Extracted records:

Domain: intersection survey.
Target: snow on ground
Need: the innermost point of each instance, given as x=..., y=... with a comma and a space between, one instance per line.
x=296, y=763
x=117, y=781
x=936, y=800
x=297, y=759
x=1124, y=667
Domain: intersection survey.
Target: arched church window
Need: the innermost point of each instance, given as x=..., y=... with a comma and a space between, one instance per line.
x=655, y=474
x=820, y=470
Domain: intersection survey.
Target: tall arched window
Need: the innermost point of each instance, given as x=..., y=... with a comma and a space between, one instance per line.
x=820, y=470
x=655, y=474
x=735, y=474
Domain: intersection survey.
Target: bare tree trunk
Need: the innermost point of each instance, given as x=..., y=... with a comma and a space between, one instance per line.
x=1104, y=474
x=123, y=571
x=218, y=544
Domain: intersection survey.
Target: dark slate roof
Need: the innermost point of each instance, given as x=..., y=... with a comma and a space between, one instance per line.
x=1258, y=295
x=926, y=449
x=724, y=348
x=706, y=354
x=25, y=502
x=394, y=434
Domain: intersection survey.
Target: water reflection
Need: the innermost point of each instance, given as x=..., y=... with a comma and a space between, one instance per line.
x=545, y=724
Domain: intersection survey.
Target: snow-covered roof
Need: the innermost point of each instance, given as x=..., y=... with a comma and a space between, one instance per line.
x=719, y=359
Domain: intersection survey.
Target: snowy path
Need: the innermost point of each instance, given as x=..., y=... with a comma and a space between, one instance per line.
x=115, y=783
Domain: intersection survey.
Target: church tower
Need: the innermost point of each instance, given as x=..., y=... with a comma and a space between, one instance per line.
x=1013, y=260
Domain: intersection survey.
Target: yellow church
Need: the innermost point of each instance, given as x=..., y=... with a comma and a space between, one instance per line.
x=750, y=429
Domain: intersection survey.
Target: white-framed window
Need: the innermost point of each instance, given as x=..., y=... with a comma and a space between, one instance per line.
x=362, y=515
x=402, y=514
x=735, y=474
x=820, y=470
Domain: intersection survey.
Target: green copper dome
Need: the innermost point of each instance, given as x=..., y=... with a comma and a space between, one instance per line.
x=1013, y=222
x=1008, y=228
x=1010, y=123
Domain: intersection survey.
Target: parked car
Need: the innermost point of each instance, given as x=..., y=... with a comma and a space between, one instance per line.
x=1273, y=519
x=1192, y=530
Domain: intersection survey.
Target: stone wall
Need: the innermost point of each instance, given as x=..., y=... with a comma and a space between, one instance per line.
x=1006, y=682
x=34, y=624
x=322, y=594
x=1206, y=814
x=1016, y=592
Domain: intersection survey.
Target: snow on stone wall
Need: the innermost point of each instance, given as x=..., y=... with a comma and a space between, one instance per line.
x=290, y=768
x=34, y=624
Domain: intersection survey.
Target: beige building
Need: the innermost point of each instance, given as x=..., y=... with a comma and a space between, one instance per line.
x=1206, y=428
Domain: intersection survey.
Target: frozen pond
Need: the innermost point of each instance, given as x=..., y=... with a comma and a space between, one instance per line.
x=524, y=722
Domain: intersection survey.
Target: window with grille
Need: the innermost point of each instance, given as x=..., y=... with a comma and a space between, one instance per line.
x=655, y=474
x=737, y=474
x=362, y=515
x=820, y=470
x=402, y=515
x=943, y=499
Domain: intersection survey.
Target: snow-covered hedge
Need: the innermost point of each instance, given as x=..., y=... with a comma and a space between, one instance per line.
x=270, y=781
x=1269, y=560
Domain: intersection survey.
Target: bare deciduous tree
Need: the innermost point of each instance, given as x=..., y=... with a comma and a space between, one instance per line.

==

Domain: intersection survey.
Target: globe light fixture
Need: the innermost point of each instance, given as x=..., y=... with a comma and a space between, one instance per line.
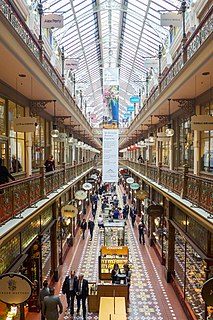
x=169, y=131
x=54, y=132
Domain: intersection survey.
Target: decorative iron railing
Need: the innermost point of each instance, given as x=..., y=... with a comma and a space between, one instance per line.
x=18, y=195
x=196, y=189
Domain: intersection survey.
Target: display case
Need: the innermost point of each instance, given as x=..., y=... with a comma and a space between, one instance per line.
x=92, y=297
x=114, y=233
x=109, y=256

Problem to work on: Extract from the records every line that contains the word "church", copying each one in full.

Answer for this exercise:
Target: arched church window
Target: church tower
Target: yellow church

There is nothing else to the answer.